**EXERCISE:**
Each line below must be reproduced exactly, though the pictures are to be dropped.

********************

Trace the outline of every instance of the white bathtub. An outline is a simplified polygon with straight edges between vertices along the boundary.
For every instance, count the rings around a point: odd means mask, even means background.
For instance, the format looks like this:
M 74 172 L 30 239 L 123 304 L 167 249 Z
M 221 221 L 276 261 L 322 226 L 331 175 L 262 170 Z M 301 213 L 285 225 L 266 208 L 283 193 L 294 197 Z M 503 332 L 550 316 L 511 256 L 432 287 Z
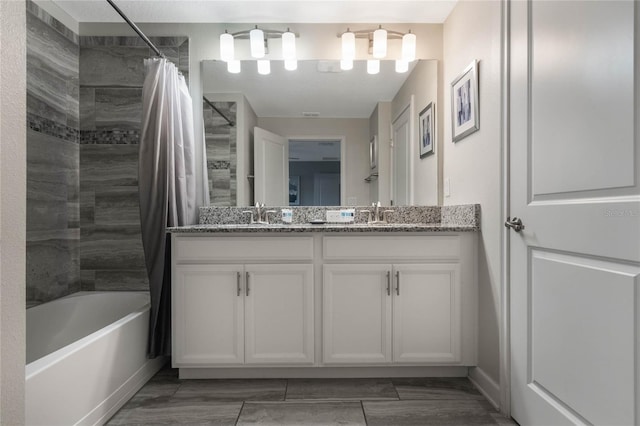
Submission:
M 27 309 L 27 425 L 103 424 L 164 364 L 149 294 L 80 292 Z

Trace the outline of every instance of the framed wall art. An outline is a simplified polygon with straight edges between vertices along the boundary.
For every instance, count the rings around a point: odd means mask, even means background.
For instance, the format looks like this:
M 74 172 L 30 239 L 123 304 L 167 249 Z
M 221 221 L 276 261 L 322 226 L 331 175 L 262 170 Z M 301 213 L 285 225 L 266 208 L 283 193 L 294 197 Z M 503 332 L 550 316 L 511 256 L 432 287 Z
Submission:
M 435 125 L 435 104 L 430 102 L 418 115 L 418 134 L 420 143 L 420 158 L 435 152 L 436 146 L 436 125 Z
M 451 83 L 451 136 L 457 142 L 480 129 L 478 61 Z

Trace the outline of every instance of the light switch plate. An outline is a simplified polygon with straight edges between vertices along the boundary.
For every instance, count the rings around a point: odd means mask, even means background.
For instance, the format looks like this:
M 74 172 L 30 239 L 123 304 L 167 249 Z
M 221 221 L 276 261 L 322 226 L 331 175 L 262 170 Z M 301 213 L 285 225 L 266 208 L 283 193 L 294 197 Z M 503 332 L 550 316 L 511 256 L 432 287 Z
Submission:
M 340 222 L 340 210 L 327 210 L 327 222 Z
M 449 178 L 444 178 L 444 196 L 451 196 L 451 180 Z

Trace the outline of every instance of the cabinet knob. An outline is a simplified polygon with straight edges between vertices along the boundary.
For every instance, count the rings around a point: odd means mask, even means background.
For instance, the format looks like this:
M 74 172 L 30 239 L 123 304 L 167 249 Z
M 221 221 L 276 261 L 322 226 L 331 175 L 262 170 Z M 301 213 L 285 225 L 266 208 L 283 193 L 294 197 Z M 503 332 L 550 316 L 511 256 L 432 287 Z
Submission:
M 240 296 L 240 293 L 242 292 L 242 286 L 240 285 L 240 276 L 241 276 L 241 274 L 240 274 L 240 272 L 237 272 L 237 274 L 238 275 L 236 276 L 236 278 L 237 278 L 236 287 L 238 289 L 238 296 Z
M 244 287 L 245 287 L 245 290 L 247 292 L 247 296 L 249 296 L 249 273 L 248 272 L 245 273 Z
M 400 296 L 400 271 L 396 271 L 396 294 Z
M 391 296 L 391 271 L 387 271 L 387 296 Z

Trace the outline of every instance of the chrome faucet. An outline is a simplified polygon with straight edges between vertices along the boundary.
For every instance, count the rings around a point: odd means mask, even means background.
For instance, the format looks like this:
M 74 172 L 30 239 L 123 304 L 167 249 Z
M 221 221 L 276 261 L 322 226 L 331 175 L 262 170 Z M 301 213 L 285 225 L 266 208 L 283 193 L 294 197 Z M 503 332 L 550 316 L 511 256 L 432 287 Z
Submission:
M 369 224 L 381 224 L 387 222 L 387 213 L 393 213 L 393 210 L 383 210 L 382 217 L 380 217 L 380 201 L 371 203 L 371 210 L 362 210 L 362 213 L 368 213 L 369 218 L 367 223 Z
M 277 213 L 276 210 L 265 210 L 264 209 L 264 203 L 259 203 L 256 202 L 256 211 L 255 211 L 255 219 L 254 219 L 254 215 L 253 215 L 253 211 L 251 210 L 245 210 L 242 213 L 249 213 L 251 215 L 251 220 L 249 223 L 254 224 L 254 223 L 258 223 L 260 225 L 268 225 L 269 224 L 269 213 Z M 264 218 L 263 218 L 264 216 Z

********************

**OUTPUT OF THE TASK:**
Trace the outline of every instance of the white bathtub. An outline is a simplified polygon with straight edges between vertices along the boundary.
For every instance, count the rings around a point: odd means mask, even means background.
For instance, the format looks like this:
M 74 172 L 30 239 L 123 304 L 167 249 Z
M 221 221 L 276 261 L 322 226 L 331 175 L 262 170 Z M 301 213 L 285 225 L 266 208 L 283 193 L 294 197 Z M 503 332 L 550 316 L 511 256 L 432 287 Z
Submission:
M 27 309 L 27 425 L 103 424 L 164 364 L 149 294 L 80 292 Z

Trace the outline of every instance of the framed wall art. An outline is a simplified polygon with straight edges between vertices along the boundary.
For every instance, count the rings around a point: odd means mask, even means background.
For instance, the format looks like this:
M 74 172 L 30 239 L 123 304 L 167 249 Z
M 221 221 L 276 261 L 322 226 L 331 175 L 262 170 Z M 301 213 L 285 225 L 266 208 L 283 193 L 294 197 Z M 503 332 L 550 316 L 511 256 L 432 287 Z
Submission:
M 435 125 L 435 104 L 430 102 L 418 115 L 418 134 L 420 143 L 420 158 L 435 152 L 436 146 L 436 125 Z
M 451 83 L 451 136 L 457 142 L 480 129 L 478 61 Z

Trace the outline of every instance of the light switch plate. An outline is a simplified polygon with straight edges between vertices along the boundary.
For every instance, count the rings around a point: odd means mask, even means background.
For instance, the format looks like this:
M 74 172 L 30 239 L 123 304 L 167 249 Z
M 221 221 L 276 261 L 322 226 L 331 175 L 262 170 Z M 301 213 L 285 225 L 266 208 L 283 193 L 294 197 Z M 503 332 L 550 316 L 511 256 L 432 287 Z
Submission:
M 340 222 L 340 210 L 327 210 L 327 222 Z
M 449 178 L 444 178 L 444 196 L 451 196 L 451 180 Z

Trace the outline of every instance of the cabinet knob. An outline is a simplified polygon with straight edges between vertices along the boundary.
For every instance, count the rings around a point: odd means mask, even means background.
For instance, the format looks like this:
M 74 172 L 30 239 L 123 304 L 167 249 Z
M 221 221 L 276 261 L 322 226 L 331 175 L 262 170 Z M 301 213 L 285 225 L 266 208 L 283 193 L 294 197 Z M 503 332 L 550 316 L 511 256 L 432 287 Z
Submission:
M 240 296 L 240 293 L 242 292 L 242 286 L 240 285 L 240 276 L 241 276 L 241 274 L 240 274 L 240 272 L 237 272 L 237 274 L 238 275 L 236 276 L 236 278 L 237 278 L 236 287 L 238 289 L 238 296 Z
M 244 287 L 245 287 L 245 290 L 247 292 L 247 296 L 249 296 L 249 273 L 248 272 L 245 273 Z
M 400 296 L 400 271 L 396 271 L 396 294 Z
M 391 296 L 391 271 L 387 271 L 387 296 Z

Trace the outline of every instance of the chrome faucet. An outline is a simplified polygon with straight edges between vertices along the boundary.
For every instance, count the rings around a point: odd means mask, even means background.
For instance, the format looks like this:
M 74 172 L 30 239 L 123 304 L 167 249 Z
M 221 221 L 276 261 L 322 226 L 331 175 L 262 170 Z M 301 213 L 285 225 L 266 208 L 283 193 L 294 197 Z M 503 332 L 550 316 L 511 256 L 432 287 Z
Submission:
M 369 224 L 381 224 L 387 222 L 387 213 L 393 213 L 393 210 L 383 210 L 382 217 L 380 217 L 380 201 L 371 203 L 371 210 L 362 210 L 362 213 L 368 213 L 369 218 L 367 223 Z
M 277 213 L 276 210 L 265 210 L 264 209 L 264 203 L 259 203 L 256 202 L 256 211 L 255 211 L 255 219 L 254 219 L 254 215 L 253 215 L 253 211 L 251 210 L 245 210 L 242 213 L 249 213 L 251 215 L 251 220 L 249 223 L 254 224 L 254 223 L 258 223 L 260 225 L 268 225 L 269 224 L 269 213 Z M 264 218 L 263 218 L 264 216 Z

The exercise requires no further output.